> _Your task_
Reproduce the records below, requests included, starting with the line containing "tag the overcast sky" and going on through the end of the records. Offset every coordinate in the answers by -81.

(Some records)
•••••

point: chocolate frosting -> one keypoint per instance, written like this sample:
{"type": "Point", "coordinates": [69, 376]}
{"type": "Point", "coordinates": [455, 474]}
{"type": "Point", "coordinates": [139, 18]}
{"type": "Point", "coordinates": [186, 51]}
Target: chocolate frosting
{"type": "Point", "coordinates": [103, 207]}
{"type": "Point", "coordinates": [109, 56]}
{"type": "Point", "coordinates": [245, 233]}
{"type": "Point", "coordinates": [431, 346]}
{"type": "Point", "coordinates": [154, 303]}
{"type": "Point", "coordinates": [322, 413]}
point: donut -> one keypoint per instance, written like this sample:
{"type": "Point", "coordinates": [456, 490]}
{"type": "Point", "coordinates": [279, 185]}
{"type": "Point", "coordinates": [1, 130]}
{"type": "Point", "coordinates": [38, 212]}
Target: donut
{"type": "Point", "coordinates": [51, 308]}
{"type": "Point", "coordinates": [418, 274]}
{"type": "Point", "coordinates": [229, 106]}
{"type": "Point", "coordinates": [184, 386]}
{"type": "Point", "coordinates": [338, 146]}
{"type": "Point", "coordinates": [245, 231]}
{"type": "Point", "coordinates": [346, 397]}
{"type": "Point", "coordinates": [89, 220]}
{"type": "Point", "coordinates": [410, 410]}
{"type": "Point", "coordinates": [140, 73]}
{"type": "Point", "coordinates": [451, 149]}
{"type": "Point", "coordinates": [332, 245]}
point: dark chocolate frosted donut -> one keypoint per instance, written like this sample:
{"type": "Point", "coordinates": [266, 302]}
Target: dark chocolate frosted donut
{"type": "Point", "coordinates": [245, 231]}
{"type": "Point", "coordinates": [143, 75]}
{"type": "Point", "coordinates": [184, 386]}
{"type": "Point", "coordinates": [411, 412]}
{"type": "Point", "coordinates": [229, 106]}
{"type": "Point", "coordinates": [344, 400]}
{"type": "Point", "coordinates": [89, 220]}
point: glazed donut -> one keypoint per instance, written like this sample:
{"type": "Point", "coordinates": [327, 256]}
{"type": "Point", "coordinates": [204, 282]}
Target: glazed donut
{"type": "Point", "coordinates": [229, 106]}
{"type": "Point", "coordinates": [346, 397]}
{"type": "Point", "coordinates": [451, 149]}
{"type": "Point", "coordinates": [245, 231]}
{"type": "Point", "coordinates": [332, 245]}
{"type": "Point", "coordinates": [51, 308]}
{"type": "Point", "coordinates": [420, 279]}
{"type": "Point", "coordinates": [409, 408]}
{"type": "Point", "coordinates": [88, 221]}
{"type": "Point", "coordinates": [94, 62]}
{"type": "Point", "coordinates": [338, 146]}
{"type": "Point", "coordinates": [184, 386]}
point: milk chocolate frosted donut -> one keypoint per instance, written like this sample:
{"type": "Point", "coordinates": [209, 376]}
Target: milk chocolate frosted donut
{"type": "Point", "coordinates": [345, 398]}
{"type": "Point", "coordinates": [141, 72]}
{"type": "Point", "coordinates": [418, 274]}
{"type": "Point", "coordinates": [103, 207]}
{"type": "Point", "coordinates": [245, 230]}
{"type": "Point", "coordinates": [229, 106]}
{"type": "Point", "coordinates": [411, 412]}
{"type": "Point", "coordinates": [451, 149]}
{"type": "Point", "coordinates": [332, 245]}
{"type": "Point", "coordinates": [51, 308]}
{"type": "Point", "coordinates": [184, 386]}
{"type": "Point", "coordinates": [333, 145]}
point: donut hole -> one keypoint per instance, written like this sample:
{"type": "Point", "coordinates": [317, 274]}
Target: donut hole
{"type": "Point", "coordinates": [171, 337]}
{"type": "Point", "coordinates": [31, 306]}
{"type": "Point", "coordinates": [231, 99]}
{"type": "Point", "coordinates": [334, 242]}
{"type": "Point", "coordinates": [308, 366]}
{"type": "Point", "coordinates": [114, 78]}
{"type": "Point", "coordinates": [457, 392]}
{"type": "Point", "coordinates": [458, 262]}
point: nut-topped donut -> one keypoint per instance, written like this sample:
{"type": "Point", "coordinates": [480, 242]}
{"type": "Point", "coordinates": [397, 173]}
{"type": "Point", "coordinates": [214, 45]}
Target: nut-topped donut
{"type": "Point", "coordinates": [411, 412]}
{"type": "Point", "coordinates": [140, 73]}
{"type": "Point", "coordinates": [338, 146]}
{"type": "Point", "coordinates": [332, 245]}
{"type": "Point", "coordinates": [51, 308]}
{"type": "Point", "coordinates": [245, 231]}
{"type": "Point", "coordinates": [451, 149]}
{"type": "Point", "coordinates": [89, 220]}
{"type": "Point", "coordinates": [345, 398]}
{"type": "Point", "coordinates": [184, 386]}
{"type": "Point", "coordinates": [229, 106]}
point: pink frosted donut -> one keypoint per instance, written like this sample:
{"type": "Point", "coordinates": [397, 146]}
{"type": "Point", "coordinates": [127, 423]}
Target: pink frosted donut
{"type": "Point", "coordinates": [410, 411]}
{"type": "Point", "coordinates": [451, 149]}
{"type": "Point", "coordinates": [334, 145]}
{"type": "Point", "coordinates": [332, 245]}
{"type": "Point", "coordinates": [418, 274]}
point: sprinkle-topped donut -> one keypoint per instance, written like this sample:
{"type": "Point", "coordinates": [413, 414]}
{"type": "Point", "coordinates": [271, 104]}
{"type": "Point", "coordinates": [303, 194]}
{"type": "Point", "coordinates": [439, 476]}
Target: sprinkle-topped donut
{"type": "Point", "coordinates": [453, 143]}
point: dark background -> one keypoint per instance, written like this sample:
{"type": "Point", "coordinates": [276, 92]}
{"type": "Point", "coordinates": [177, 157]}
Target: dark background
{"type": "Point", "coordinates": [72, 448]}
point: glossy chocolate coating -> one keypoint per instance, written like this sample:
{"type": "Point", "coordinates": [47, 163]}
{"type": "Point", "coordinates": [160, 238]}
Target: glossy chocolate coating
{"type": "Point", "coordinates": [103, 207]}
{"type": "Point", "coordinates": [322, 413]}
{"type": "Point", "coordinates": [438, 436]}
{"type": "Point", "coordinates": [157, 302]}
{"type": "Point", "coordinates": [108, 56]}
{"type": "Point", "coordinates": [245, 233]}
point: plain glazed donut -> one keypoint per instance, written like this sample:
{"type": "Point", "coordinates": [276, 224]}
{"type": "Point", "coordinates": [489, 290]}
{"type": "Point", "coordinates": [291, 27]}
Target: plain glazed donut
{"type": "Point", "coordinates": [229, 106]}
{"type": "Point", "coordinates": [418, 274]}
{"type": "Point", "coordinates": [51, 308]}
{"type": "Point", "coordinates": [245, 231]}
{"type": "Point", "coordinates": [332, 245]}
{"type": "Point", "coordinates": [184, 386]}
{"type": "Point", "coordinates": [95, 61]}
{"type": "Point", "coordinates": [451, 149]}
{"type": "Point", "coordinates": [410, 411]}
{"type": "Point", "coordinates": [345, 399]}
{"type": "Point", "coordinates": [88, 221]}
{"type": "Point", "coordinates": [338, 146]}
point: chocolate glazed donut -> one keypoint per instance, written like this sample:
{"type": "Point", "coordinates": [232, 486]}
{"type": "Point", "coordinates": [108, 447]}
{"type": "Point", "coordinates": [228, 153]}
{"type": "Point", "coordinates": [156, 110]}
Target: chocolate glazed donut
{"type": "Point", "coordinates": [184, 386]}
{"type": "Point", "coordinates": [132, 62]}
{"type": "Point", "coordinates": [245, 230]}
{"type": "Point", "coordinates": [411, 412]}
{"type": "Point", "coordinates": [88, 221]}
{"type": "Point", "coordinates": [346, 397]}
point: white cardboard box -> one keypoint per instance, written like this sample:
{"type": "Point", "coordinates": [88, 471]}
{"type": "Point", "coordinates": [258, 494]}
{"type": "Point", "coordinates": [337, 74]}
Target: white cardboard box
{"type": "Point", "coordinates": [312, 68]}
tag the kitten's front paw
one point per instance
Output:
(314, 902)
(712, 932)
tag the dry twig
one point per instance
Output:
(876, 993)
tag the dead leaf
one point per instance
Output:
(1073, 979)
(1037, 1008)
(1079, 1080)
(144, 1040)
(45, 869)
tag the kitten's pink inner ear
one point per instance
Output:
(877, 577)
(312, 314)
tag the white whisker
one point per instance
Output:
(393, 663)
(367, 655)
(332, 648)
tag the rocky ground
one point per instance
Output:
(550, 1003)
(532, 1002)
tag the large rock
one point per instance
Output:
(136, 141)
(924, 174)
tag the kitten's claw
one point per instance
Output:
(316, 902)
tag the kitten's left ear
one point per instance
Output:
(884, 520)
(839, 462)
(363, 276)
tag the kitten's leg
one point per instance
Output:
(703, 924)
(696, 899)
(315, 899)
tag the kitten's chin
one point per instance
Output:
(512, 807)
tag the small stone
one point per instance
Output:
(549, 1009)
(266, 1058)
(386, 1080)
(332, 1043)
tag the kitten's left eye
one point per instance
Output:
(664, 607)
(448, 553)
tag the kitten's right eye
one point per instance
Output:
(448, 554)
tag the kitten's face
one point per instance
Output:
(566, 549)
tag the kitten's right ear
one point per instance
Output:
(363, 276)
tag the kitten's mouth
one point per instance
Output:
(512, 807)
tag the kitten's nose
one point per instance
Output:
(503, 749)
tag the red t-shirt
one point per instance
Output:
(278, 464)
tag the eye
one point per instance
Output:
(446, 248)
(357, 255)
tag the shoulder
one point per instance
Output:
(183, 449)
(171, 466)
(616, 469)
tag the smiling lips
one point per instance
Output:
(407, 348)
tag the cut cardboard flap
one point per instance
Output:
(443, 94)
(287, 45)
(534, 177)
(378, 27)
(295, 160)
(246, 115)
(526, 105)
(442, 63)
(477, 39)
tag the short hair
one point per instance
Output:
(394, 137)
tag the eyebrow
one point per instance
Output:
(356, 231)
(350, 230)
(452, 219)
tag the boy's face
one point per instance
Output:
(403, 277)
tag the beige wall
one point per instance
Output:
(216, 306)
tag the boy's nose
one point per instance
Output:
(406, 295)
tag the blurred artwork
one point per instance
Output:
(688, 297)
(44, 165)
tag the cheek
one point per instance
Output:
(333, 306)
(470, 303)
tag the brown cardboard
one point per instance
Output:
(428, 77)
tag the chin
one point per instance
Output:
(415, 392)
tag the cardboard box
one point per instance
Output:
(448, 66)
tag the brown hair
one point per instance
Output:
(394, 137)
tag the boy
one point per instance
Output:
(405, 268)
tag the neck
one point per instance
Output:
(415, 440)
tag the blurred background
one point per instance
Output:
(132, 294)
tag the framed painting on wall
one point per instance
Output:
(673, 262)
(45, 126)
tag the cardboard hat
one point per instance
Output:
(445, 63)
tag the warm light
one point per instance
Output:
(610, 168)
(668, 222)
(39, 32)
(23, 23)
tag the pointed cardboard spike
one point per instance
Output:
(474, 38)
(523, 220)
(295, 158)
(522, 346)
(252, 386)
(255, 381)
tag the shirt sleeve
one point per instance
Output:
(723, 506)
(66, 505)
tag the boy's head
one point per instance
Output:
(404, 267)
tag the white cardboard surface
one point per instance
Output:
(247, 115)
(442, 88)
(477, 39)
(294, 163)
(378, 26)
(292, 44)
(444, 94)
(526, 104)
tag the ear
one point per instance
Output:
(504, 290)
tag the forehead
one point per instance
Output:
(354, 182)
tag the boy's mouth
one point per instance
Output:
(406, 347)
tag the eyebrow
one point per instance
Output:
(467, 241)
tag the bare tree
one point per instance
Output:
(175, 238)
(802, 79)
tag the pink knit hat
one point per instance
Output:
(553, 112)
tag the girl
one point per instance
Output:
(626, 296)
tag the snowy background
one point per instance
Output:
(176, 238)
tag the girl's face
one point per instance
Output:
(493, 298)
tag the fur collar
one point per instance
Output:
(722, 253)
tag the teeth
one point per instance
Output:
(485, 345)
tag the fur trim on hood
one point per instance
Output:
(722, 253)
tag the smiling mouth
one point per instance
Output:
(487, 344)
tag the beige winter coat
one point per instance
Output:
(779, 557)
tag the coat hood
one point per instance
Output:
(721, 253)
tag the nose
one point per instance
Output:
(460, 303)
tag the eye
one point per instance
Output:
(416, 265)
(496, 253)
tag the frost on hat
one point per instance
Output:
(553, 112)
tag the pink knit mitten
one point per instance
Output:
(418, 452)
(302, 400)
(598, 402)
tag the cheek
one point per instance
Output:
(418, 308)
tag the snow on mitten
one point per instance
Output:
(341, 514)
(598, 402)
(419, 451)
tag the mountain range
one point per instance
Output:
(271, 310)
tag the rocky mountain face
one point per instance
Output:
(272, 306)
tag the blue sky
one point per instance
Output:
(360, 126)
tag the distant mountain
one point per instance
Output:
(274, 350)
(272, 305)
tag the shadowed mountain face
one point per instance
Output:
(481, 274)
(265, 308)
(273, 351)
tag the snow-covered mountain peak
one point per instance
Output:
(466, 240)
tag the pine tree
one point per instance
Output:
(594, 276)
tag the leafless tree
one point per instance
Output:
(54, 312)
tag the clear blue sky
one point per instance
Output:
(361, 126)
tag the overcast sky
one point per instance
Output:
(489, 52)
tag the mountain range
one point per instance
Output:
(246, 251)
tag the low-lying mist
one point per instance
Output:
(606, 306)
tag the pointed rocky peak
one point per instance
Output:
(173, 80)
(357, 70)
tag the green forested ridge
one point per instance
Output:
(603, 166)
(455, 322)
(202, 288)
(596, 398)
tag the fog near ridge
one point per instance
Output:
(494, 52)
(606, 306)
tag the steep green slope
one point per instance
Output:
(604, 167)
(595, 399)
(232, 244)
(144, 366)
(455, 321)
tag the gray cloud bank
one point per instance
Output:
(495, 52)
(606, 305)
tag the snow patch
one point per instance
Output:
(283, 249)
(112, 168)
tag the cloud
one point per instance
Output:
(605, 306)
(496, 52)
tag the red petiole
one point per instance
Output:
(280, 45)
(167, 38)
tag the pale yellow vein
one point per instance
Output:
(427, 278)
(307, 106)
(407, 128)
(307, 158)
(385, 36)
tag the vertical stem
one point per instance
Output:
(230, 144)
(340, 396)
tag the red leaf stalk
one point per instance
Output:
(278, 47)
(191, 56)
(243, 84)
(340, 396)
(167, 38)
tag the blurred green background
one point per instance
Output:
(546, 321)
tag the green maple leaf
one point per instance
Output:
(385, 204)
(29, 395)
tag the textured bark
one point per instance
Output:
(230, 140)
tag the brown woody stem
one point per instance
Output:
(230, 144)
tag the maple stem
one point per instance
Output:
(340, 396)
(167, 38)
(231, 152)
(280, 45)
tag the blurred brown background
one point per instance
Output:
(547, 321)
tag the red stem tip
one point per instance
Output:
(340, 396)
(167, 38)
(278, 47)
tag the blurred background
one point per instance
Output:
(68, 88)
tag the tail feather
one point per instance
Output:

•••••

> _Response_
tag the overcast sky
one point per instance
Output:
(408, -29)
tag the mountain range
one point per instance
Output:
(165, 170)
tag the low-lying mist
one point per instance
Output:
(525, 225)
tag the pointed rocky peak
one point per instance
Output:
(92, -1)
(276, -11)
tag the green forested ridge
one point per instance
Output:
(522, 85)
(374, 241)
(121, 207)
(515, 317)
tag the fog near ridge
one point per instance
Output:
(413, -29)
(525, 225)
tag the steep green slope
one point per instance
Output:
(523, 86)
(514, 318)
(151, 163)
(63, 285)
(374, 240)
tag the gray cloud bank
one point per instance
Output:
(414, -29)
(525, 224)
tag the snow patch
one point per instance
Output:
(202, 168)
(31, 87)
tag the cloud
one point per instance
Output:
(524, 225)
(415, -29)
tag the red petiole
one point per instance
Output:
(199, -36)
(86, -43)
tag the pale yellow vein
one point per instance
Output:
(346, 197)
(226, 25)
(326, 47)
(226, 77)
(304, -45)
tag the vertical stem
one point per instance
Output:
(149, 63)
(259, 315)
tag the red leaf stalk
one point per instance
Output:
(197, -34)
(110, -25)
(162, 3)
(259, 315)
(86, -43)
tag the blurred green background
one point per instance
Output:
(465, 240)
tag the green maple leaf
one point per instance
Output:
(304, 123)
(-52, 314)
tag the textured bark
one point per instance
Output:
(149, 59)
tag the brown woody stem
one point per instance
Output:
(149, 63)
tag the maple stem
one point per instance
Output:
(259, 315)
(86, -43)
(150, 71)
(199, -36)
tag the blurred brown background
one point per instance
Output:
(466, 240)
tag the red stem tip
one point per instance
Output:
(259, 315)
(86, -43)
(197, -34)
tag the blurred background
one point per instance
Output:
(-13, 7)
tag the tail feather
one point per instance
Output:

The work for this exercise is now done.